161 – Attesa e incontro (o delle stimmate di Sergio Quinzio) (03.06.07)

Il pensiero della settimana, n. 161

 

Se l’attesa è autentica, quando il volto desiderato compare, l’intensità dell’incontro prevale sull’istanza di chiedere ragione della lontananza patita. Mentre nella solitudine si aspettava il ritorno della persona amata affioravano le domande sui motivi del ritardo, sulle sue e nostre responsabilità relative a quella lontananza. Se i giorni si succedono ai giorni è impossibile reprimere il dubbio che l’abbraccio tanto atteso non giunga mai. Allora l’angoscia riempie l’animo e gli interrogativi affollano la mente. La perdita può essere definitiva e la ferita diviene rimarginabile solo per la via, a un tempo blanda e brutale, dell’amputazione del desiderio. Ma se, mentre si scruta l’orizzonte, si vede l’atteso avanzare verso di noi si depone ogni domanda e gli si corre incontro. La festa prevale sul chiedere ragione. La salvezza di quanto perduto fa porre in un angolo la volontà di esigere spiegazione di una troppo lunga assenza. Il riscatto della sofferenza vince sull’imputazione della colpa.

Forse, con il trascorrere del tempo, tornerà l’assillo di chiedere all’altro di dar conto del suo comportamento. L’atto è buono se mosso da preoccupazione sincera, spurio se alimentato dal rancore. Tuttavia, in quest’ultimo caso, è probabile che più di un’ombra insidiasse già la gioia dell’abbraccio. Anche  nel momento del ritrovarsi le mani erano un poco trattenute; già allora rigirate in parte verso se stessi e non solo protese verso l’altro. Il cuore non si era tutto sciolto, nelle sue fibre restavano grumi. Non si percepiva fino in fondo la grandezza del fatto che quanto avrebbe potuto svanire per sempre era stato sottratto al nulla.

**Estratti del dataset sull'indicazione di oggetti**
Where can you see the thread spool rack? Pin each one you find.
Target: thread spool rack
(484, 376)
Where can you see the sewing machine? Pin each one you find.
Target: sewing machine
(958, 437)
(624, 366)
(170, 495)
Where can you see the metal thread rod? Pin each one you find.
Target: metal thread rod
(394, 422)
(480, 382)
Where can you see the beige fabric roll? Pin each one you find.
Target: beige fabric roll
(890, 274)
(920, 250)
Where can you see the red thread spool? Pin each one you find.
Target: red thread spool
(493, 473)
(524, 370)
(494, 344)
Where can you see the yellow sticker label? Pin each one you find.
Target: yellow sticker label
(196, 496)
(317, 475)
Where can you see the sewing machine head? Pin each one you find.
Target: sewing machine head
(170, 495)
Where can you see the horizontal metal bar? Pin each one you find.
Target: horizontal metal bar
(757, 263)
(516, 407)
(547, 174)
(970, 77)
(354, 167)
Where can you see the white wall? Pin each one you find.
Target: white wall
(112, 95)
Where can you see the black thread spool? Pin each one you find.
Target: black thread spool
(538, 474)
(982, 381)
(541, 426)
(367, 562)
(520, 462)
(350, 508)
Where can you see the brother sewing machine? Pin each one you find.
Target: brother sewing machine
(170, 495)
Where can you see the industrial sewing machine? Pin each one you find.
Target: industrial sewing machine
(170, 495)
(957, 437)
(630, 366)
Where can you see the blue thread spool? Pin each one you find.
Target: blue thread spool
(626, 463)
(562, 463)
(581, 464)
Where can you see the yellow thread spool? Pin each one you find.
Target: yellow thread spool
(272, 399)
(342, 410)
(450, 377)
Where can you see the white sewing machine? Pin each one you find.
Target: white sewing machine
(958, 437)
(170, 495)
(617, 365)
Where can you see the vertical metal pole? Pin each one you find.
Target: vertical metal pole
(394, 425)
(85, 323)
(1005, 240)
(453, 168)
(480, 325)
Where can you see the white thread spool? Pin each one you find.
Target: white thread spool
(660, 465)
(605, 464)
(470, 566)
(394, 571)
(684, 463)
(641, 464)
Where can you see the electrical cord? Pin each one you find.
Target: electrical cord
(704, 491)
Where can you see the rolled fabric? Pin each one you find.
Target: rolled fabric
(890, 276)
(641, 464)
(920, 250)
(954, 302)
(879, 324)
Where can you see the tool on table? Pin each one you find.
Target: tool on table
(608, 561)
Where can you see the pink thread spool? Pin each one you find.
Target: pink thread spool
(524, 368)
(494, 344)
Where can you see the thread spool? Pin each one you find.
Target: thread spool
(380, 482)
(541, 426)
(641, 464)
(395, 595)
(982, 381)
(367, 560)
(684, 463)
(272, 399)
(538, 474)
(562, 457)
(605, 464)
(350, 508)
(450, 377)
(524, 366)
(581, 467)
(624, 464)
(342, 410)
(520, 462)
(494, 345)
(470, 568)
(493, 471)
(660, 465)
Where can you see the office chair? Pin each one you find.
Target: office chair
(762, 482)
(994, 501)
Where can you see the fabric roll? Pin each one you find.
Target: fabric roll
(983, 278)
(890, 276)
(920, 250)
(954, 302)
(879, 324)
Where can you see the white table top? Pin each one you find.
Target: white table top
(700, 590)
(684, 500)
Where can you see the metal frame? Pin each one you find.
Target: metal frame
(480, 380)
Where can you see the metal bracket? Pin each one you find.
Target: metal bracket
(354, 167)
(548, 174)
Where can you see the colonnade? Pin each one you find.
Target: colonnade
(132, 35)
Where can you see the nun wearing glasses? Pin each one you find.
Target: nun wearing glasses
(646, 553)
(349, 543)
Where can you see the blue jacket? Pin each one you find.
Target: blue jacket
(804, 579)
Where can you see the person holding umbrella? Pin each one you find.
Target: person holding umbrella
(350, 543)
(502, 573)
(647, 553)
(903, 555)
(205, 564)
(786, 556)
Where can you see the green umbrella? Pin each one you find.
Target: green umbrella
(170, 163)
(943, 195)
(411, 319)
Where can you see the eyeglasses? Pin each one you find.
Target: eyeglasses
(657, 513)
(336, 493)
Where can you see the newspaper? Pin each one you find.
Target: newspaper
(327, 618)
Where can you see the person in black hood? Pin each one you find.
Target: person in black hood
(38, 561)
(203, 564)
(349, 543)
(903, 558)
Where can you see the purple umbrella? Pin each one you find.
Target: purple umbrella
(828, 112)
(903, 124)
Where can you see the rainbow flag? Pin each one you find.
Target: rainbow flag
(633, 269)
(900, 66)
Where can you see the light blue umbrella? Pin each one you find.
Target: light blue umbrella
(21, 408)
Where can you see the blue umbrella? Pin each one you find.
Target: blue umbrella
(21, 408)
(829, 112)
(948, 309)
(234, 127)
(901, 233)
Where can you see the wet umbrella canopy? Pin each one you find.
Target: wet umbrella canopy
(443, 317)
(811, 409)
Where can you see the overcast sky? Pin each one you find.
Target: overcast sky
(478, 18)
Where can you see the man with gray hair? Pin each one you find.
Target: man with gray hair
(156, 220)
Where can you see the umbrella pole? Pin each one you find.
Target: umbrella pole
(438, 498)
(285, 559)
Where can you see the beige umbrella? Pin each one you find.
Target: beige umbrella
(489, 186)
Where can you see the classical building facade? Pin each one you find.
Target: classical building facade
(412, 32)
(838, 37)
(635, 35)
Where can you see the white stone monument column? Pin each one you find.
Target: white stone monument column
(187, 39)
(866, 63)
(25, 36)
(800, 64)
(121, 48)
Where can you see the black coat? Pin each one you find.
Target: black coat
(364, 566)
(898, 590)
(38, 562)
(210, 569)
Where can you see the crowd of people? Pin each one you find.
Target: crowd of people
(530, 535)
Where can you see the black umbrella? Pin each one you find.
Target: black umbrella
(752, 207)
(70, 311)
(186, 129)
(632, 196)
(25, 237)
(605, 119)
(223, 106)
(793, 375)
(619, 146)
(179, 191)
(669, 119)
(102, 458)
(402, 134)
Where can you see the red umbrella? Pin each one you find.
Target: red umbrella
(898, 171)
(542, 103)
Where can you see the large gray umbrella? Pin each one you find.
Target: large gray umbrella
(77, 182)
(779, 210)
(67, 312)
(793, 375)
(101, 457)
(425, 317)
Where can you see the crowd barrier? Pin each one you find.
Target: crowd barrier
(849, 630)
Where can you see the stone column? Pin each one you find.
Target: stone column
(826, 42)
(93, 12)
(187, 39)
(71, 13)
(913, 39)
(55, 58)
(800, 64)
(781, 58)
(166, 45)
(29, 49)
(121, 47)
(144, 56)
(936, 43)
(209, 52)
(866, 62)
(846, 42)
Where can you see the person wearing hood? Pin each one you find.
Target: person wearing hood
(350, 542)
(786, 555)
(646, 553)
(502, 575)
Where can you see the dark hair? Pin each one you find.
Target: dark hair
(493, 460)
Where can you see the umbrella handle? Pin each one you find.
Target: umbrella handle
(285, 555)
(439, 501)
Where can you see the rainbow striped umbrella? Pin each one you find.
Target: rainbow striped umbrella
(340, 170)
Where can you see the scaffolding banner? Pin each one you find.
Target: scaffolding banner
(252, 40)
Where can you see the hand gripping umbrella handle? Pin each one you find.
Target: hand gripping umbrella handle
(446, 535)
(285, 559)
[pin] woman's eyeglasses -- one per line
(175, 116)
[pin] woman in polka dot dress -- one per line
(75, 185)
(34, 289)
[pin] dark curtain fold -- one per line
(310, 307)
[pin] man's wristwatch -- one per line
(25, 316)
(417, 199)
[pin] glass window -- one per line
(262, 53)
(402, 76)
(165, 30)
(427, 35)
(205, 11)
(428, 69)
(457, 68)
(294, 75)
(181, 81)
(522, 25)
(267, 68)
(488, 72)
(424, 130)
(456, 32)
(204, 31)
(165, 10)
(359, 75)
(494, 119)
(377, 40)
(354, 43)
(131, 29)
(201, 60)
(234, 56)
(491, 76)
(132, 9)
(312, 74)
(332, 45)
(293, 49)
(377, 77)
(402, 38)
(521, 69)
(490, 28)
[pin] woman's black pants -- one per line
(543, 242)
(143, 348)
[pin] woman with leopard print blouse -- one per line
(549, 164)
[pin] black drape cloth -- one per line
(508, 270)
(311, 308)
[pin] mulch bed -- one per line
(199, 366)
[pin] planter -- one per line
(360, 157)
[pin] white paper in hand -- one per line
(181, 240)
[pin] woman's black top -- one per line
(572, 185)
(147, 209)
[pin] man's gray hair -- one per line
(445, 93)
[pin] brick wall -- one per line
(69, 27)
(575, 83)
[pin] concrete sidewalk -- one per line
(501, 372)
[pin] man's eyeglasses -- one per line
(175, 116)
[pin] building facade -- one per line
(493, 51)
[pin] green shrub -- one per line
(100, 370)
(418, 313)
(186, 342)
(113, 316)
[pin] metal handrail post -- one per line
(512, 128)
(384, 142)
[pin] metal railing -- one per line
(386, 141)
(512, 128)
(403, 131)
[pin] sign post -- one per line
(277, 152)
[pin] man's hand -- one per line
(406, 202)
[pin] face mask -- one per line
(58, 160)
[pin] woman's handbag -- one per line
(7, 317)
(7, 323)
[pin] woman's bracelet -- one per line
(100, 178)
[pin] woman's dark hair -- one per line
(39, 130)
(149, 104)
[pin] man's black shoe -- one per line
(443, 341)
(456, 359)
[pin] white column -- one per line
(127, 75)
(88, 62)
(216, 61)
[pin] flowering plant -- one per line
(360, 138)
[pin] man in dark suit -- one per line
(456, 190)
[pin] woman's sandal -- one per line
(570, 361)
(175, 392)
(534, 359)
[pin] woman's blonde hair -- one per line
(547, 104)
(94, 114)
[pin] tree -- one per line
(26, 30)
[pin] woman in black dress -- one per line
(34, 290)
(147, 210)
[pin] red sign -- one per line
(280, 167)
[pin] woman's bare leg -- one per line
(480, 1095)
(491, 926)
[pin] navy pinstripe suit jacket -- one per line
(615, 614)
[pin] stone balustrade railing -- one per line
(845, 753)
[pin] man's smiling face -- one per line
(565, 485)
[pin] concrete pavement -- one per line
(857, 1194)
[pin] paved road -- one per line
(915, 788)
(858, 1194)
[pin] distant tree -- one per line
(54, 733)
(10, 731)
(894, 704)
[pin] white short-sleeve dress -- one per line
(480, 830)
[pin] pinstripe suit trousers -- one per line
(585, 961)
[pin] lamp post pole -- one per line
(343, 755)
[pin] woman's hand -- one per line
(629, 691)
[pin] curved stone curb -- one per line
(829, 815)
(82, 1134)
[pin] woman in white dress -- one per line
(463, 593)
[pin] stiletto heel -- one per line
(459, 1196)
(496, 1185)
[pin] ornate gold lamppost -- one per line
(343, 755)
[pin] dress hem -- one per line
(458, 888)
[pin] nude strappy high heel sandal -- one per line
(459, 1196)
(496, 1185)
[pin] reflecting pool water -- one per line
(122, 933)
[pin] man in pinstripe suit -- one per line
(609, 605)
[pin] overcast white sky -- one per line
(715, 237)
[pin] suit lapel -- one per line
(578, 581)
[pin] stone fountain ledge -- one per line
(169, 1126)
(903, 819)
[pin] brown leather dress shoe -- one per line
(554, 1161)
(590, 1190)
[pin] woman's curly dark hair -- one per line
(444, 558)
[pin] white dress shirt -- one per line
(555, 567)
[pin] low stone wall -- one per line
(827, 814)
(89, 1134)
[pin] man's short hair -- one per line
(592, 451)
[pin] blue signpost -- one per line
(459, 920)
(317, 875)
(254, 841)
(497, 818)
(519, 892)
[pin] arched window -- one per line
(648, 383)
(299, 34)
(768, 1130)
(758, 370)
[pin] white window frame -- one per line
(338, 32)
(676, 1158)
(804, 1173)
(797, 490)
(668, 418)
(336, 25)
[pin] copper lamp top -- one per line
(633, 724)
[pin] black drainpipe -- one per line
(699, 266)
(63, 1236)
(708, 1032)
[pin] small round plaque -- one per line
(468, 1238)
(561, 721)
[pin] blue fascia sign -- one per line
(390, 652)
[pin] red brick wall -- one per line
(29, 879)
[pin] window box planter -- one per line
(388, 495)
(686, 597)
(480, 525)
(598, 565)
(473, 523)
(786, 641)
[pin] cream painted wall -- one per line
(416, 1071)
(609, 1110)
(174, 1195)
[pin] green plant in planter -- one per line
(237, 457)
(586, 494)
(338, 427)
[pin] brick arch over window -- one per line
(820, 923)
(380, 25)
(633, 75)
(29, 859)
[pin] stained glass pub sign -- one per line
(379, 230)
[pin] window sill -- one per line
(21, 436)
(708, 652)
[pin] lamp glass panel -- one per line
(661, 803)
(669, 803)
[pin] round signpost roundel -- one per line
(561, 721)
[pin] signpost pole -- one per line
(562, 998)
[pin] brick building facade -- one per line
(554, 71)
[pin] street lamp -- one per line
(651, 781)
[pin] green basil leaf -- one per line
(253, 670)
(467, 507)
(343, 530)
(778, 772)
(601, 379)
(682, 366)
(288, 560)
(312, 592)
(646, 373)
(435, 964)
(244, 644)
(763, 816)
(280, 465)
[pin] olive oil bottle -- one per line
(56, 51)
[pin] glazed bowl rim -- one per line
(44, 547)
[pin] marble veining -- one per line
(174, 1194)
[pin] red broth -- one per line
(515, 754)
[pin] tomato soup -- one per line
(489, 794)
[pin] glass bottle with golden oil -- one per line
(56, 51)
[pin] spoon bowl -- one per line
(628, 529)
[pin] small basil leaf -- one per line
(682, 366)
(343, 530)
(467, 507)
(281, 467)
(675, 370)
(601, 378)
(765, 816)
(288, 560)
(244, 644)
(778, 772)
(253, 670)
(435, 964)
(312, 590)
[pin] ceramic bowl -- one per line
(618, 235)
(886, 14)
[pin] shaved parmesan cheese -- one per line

**Consegna**
Nell'articolo sull'attesa e l'incontro, quando è spurio l'atto di chiedere all'altro di dar conto del suo comportamento? In questo lavoro i record non hanno alcun ruolo.

**Risposta**
Quando è alimentato dal rancore.